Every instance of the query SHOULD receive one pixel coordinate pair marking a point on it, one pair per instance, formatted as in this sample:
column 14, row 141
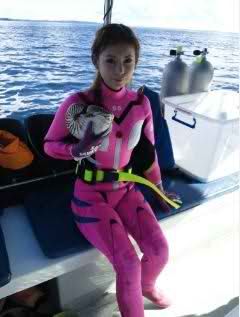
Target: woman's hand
column 88, row 145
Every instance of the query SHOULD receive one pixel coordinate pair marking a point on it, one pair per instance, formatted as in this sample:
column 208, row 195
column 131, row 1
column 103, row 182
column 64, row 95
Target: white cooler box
column 204, row 130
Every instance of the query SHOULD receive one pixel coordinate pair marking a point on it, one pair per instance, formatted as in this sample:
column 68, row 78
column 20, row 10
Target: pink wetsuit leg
column 140, row 221
column 101, row 225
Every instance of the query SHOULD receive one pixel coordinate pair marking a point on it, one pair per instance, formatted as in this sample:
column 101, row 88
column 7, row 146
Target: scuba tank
column 200, row 73
column 175, row 76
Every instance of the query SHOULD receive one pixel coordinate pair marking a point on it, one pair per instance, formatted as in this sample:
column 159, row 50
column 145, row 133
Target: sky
column 219, row 15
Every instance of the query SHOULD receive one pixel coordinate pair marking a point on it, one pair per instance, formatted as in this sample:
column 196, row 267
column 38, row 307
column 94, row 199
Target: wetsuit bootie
column 157, row 297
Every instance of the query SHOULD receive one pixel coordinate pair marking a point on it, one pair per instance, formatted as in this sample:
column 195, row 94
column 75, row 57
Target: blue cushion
column 49, row 211
column 5, row 273
column 163, row 143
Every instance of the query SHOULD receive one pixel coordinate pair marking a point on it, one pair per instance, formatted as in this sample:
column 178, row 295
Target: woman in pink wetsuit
column 106, row 212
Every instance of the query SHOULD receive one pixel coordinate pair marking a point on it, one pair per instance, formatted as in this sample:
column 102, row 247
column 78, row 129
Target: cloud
column 204, row 14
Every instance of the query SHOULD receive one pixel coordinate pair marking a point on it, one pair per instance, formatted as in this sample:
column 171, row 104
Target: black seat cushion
column 5, row 273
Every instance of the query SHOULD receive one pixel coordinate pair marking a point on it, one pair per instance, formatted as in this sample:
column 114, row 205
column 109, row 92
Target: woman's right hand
column 88, row 145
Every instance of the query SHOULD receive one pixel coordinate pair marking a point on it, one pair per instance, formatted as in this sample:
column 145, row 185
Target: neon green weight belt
column 92, row 176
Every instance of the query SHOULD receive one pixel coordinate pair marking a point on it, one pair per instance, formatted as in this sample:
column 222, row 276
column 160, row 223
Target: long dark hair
column 111, row 34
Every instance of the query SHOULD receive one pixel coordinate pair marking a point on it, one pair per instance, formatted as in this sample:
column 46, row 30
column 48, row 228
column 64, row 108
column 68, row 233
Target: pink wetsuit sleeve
column 153, row 173
column 54, row 144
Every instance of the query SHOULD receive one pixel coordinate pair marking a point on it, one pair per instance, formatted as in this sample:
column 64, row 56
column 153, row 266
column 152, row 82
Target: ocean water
column 43, row 62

_ _ _ _

[HOW TO COMPLETE THIS TASK]: What is needed is an exact copy of the lines from the beginning of the data through the line containing "column 78, row 129", both included, without any pictures.

[FINISHED TASK]:
Every instance of the query SHOULD receive one pixel coordinate pair marking a point on it, one pair per instance, formatted as in this sample:
column 14, row 141
Target: woman's hand
column 88, row 145
Every instance of the query SHOULD receive one pixel coordinate pair marking a point on it, one pair per instance, formatted as in this sample:
column 208, row 195
column 131, row 1
column 103, row 182
column 64, row 95
Target: white cooler box
column 204, row 130
Every instance of the query SHOULD receive one pixel coordinate pair marking a point on it, one pair per instance, formatted as in this sample:
column 68, row 78
column 20, row 10
Target: pink wetsuit leg
column 140, row 221
column 101, row 225
Every instance of the query SHOULD receive one pixel coordinate pair marking a point on it, one pair per instance, formatted as in this sample:
column 101, row 88
column 7, row 146
Target: scuba tank
column 200, row 73
column 175, row 76
Every instance of the query SHOULD receive one pixel coordinate pair marking a point on it, one pair per instance, formatted as in this sample:
column 159, row 50
column 145, row 133
Target: sky
column 219, row 15
Every instance of the query SHOULD receive one pixel coordinate pair marking a point on it, one pair per instance, formatted as in this sample:
column 196, row 267
column 38, row 307
column 94, row 199
Target: wetsuit bootie
column 157, row 297
Every instance of the query SHOULD receive one pixel coordinate pair marking a point on it, one pair per instance, formatted as in this sample:
column 195, row 94
column 75, row 57
Target: blue cushion
column 49, row 211
column 5, row 273
column 163, row 143
Every instance of the query SHOULD receive one pixel coordinate pair marking a point on it, one pair per instance, formatted as in this sample:
column 178, row 295
Target: woman in pink wetsuit
column 106, row 212
Every instance of the query SHOULD receive one pixel coordinate pair marking a point on it, one pair per instance, formatted as in this sample:
column 102, row 247
column 78, row 129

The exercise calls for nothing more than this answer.